Exercise brief :: Please rewrite the entries below with every "formatted sample" changed to "layout sample" and everything else unchanged. Leave the pictures out of your version.

Data in this exercise ::

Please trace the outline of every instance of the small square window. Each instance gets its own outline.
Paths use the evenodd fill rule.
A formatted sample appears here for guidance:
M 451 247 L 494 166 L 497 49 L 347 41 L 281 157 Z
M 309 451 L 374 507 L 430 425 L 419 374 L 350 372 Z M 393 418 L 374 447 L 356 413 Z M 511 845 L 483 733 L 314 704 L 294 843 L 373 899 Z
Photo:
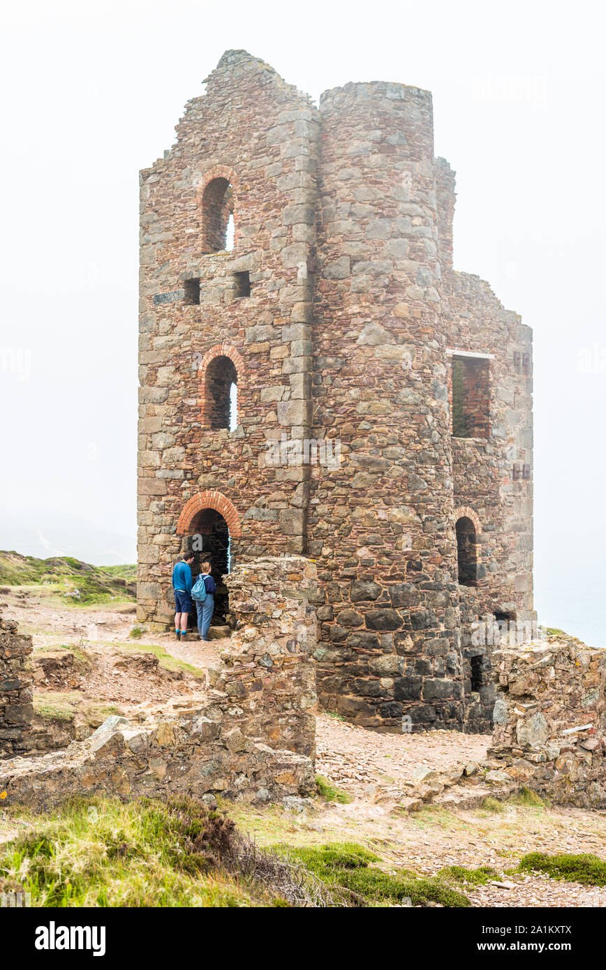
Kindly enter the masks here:
M 184 279 L 184 303 L 193 304 L 200 303 L 200 277 L 195 279 Z
M 245 273 L 234 273 L 236 282 L 236 300 L 251 296 L 251 274 L 248 270 Z

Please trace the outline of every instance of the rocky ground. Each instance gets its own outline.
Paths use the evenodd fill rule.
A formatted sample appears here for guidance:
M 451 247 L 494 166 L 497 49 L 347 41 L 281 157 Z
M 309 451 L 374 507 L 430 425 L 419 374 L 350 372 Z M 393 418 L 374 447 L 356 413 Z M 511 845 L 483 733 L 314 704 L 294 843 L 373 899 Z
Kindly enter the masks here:
M 204 669 L 221 646 L 220 641 L 183 644 L 171 634 L 133 639 L 130 603 L 57 604 L 29 588 L 0 595 L 0 608 L 33 636 L 39 706 L 47 697 L 51 708 L 52 697 L 71 693 L 92 705 L 112 703 L 137 718 L 161 705 L 190 702 L 204 692 Z M 74 654 L 75 665 L 53 665 L 52 657 L 60 660 L 66 653 Z M 51 660 L 45 662 L 48 657 Z M 606 906 L 606 889 L 510 871 L 521 856 L 535 851 L 593 853 L 606 859 L 606 812 L 532 807 L 513 800 L 469 807 L 464 801 L 444 800 L 461 785 L 472 794 L 485 791 L 474 788 L 474 782 L 483 771 L 488 741 L 487 735 L 455 731 L 376 734 L 320 714 L 318 773 L 352 800 L 318 799 L 315 807 L 299 814 L 282 808 L 238 809 L 236 820 L 261 843 L 280 840 L 285 833 L 289 841 L 308 844 L 354 841 L 380 854 L 387 865 L 420 874 L 454 864 L 489 865 L 497 873 L 490 883 L 463 887 L 475 906 Z M 436 791 L 444 791 L 436 797 L 430 794 L 418 810 L 403 810 L 402 794 L 420 785 L 427 791 L 436 784 L 432 779 L 440 782 Z M 0 811 L 0 840 L 17 830 L 15 820 L 3 818 Z

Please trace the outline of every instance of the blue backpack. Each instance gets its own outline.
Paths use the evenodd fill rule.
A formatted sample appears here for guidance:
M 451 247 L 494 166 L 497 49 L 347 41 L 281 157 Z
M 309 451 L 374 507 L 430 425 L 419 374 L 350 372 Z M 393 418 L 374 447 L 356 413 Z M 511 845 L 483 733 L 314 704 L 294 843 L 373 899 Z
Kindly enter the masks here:
M 191 588 L 191 598 L 195 599 L 198 603 L 203 603 L 206 599 L 206 583 L 204 582 L 202 573 L 200 573 Z

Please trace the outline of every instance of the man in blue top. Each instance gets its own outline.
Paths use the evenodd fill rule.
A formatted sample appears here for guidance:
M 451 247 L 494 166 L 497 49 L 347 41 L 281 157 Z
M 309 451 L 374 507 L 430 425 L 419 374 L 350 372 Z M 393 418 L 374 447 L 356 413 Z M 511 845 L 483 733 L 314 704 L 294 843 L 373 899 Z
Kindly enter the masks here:
M 217 583 L 211 576 L 211 564 L 207 561 L 200 564 L 201 575 L 204 576 L 204 586 L 206 587 L 206 598 L 203 602 L 196 599 L 196 611 L 198 614 L 198 632 L 201 640 L 208 640 L 208 630 L 213 619 L 215 610 L 215 594 Z
M 187 615 L 191 609 L 191 564 L 193 553 L 186 552 L 173 569 L 175 591 L 175 636 L 178 640 L 187 637 Z

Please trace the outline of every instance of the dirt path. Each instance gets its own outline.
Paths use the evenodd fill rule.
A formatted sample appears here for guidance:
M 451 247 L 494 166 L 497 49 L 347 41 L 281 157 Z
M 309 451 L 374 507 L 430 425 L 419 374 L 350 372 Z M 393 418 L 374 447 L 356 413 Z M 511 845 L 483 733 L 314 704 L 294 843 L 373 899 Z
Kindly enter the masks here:
M 198 680 L 170 676 L 158 678 L 153 664 L 137 659 L 146 646 L 160 647 L 166 654 L 206 669 L 228 641 L 182 643 L 172 633 L 144 634 L 129 638 L 134 623 L 133 606 L 73 607 L 57 604 L 36 591 L 19 596 L 12 592 L 0 598 L 4 616 L 16 620 L 19 630 L 30 632 L 36 651 L 58 646 L 91 650 L 94 673 L 84 686 L 88 696 L 116 700 L 125 713 L 136 714 L 147 707 L 170 702 L 177 708 L 195 700 Z M 125 650 L 125 648 L 127 648 Z M 131 653 L 132 651 L 132 653 Z M 120 657 L 134 657 L 134 663 L 120 666 Z M 118 664 L 117 664 L 118 657 Z M 55 687 L 56 690 L 56 687 Z M 170 697 L 170 701 L 168 698 Z M 539 875 L 508 872 L 526 852 L 594 853 L 606 858 L 606 812 L 581 809 L 528 808 L 506 803 L 501 811 L 447 811 L 428 806 L 412 815 L 393 814 L 392 805 L 377 801 L 377 790 L 410 781 L 416 768 L 425 766 L 442 773 L 486 759 L 489 737 L 457 731 L 421 734 L 377 734 L 354 728 L 327 714 L 318 716 L 317 771 L 354 800 L 350 804 L 317 803 L 309 813 L 285 818 L 280 809 L 280 826 L 293 837 L 323 842 L 340 839 L 363 842 L 375 848 L 394 867 L 406 867 L 432 875 L 448 865 L 476 868 L 489 865 L 497 882 L 464 888 L 475 906 L 606 906 L 606 890 L 556 882 Z M 261 832 L 270 825 L 268 810 L 258 815 Z M 0 842 L 17 834 L 15 820 L 0 811 Z

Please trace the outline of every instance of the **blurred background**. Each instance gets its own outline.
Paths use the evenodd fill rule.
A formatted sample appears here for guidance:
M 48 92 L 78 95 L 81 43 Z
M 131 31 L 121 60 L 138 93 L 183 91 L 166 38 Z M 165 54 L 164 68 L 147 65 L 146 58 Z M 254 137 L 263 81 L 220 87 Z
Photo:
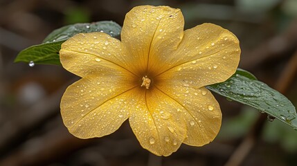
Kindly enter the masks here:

Task response ::
Please trace the outline of every instance of the small square window. Each instance gets its own outline.
Paths use the evenodd fill rule.
A layout sample appears here for guidance:
M 451 247 L 494 166 L 497 49 L 347 41 L 281 157 Z
M 309 451 L 374 507 L 430 425 L 419 374 L 350 372 Z M 393 418 L 374 447 L 356 413 Z M 511 845 L 483 733 L 314 704 L 294 843 L 373 899 Z
Photo:
Kindly enter the masks here:
M 184 279 L 184 303 L 193 304 L 200 303 L 200 277 L 195 279 Z
M 245 273 L 234 273 L 236 282 L 236 300 L 251 296 L 251 274 L 248 270 Z

Please trace the outline of every instance of the rocky ground. Each instance gets its own outline.
Paths use the evenodd fill rule.
A layout sample appears here for guidance:
M 451 247 L 494 166 L 497 49 L 347 41 L 281 157 Z
M 309 451 L 374 507 L 430 425 L 419 374 L 350 372 Z M 393 418 L 374 447 L 356 413 Z M 511 845 L 483 733 L 314 704 L 294 843 L 373 899 Z
Kindly enter the masks here:
M 204 669 L 221 646 L 220 641 L 183 644 L 171 634 L 133 639 L 130 603 L 57 604 L 29 588 L 0 595 L 0 608 L 33 636 L 39 706 L 47 697 L 51 708 L 52 697 L 71 693 L 92 705 L 112 703 L 137 718 L 161 705 L 190 702 L 204 692 Z M 74 654 L 75 665 L 53 665 L 52 657 L 60 660 L 66 653 Z M 51 660 L 45 662 L 48 657 Z M 606 906 L 606 889 L 510 871 L 521 856 L 535 851 L 593 853 L 606 859 L 606 812 L 532 807 L 513 800 L 469 807 L 464 801 L 444 800 L 461 785 L 472 794 L 485 791 L 474 788 L 474 782 L 483 771 L 488 741 L 487 735 L 455 731 L 376 734 L 320 714 L 318 773 L 352 800 L 318 799 L 315 807 L 299 814 L 282 808 L 238 809 L 236 820 L 261 843 L 280 840 L 285 833 L 289 841 L 308 844 L 354 841 L 380 854 L 387 865 L 420 874 L 454 864 L 489 865 L 497 873 L 490 883 L 463 887 L 475 906 Z M 436 791 L 444 791 L 436 797 L 430 794 L 418 810 L 403 810 L 402 794 L 420 785 L 427 791 L 436 784 L 432 779 L 440 782 Z M 0 811 L 0 840 L 17 830 L 15 820 L 3 818 Z

Please trace the outline of every instance of the blue backpack. Each instance gets its own outline.
Paths use the evenodd fill rule.
A layout sample appears here for guidance:
M 451 247 L 494 166 L 497 49 L 347 41 L 281 157 Z
M 309 451 L 374 507 L 430 425 L 419 374 L 350 372 Z M 393 418 L 374 447 L 356 413 Z M 511 845 L 483 733 L 314 704 L 294 843 L 373 899 Z
Kindly enter the masks here:
M 191 588 L 191 598 L 195 599 L 198 603 L 203 603 L 206 599 L 206 583 L 204 582 L 202 573 L 200 573 Z

Please trace the outline of every instance of the man in blue top. Each instance gets its own outline.
Paths use the evenodd fill rule.
A layout sample appears here for guidance:
M 451 247 L 494 166 L 497 49 L 347 41 L 281 157 Z
M 309 451 L 374 507 L 430 425 L 419 374 L 350 372 Z M 393 418 L 374 447 L 356 413 Z M 511 845 L 483 733 L 314 704 L 294 843 L 373 899 Z
Kindly enter the masks here:
M 217 583 L 211 576 L 211 564 L 207 561 L 200 564 L 201 575 L 204 576 L 204 586 L 206 587 L 206 598 L 203 602 L 196 599 L 196 611 L 198 614 L 198 632 L 201 640 L 208 640 L 208 630 L 213 619 L 215 610 L 215 594 Z
M 187 615 L 191 609 L 191 564 L 193 553 L 186 552 L 173 569 L 175 591 L 175 636 L 178 640 L 187 637 Z

Please trace the outline of every instance of the dirt path. Each instance gets its own outline.
Paths use the evenodd fill rule.
A layout sample appears here for guidance:
M 451 247 L 494 166 L 497 49 L 347 41 L 281 157 Z
M 309 451 L 374 507 L 430 425 L 419 374 L 350 372 Z M 393 418 L 374 447 L 356 413 Z M 511 845 L 483 733 L 314 704 L 294 843 L 373 899 Z
Kindly enter the masks here:
M 198 680 L 170 676 L 158 678 L 153 664 L 137 659 L 146 646 L 160 647 L 166 654 L 206 669 L 228 641 L 182 643 L 172 633 L 144 634 L 129 638 L 134 623 L 133 606 L 73 607 L 57 604 L 36 591 L 19 596 L 12 592 L 0 598 L 4 616 L 16 620 L 19 630 L 30 632 L 36 651 L 58 646 L 91 650 L 94 673 L 84 686 L 88 696 L 116 700 L 125 713 L 136 714 L 147 707 L 170 702 L 177 708 L 195 700 Z M 125 650 L 125 648 L 127 648 Z M 131 653 L 132 651 L 132 653 Z M 120 657 L 134 657 L 134 663 L 120 666 Z M 118 664 L 117 664 L 118 657 Z M 55 687 L 56 690 L 56 687 Z M 170 697 L 170 701 L 168 698 Z M 539 875 L 508 872 L 526 852 L 594 853 L 606 858 L 606 812 L 581 809 L 528 808 L 506 803 L 501 811 L 447 811 L 428 806 L 412 815 L 393 814 L 392 805 L 377 801 L 377 790 L 410 781 L 416 768 L 425 766 L 442 773 L 486 759 L 489 737 L 457 731 L 421 734 L 377 734 L 354 728 L 327 714 L 318 716 L 317 771 L 354 800 L 350 804 L 317 803 L 309 813 L 285 818 L 280 809 L 280 826 L 293 837 L 323 842 L 340 839 L 363 842 L 375 848 L 394 867 L 406 867 L 432 875 L 448 865 L 476 868 L 489 865 L 497 882 L 464 888 L 475 906 L 606 906 L 606 890 L 556 882 Z M 261 832 L 270 825 L 268 810 L 258 815 Z M 0 842 L 17 834 L 15 820 L 0 811 Z

Please trace the outline of every instance of the **blurred background**. Each instance gets its own outline.
Paths use the evenodd fill rule.
A layout sample appears here for guidance:
M 48 92 L 78 95 L 81 43 Z
M 131 31 L 121 60 L 138 93 L 183 91 L 166 38 Z M 165 54 L 164 68 L 147 65 L 146 58 Z M 254 137 L 263 81 L 220 87 Z
Photo:
Kindly enter the masks here:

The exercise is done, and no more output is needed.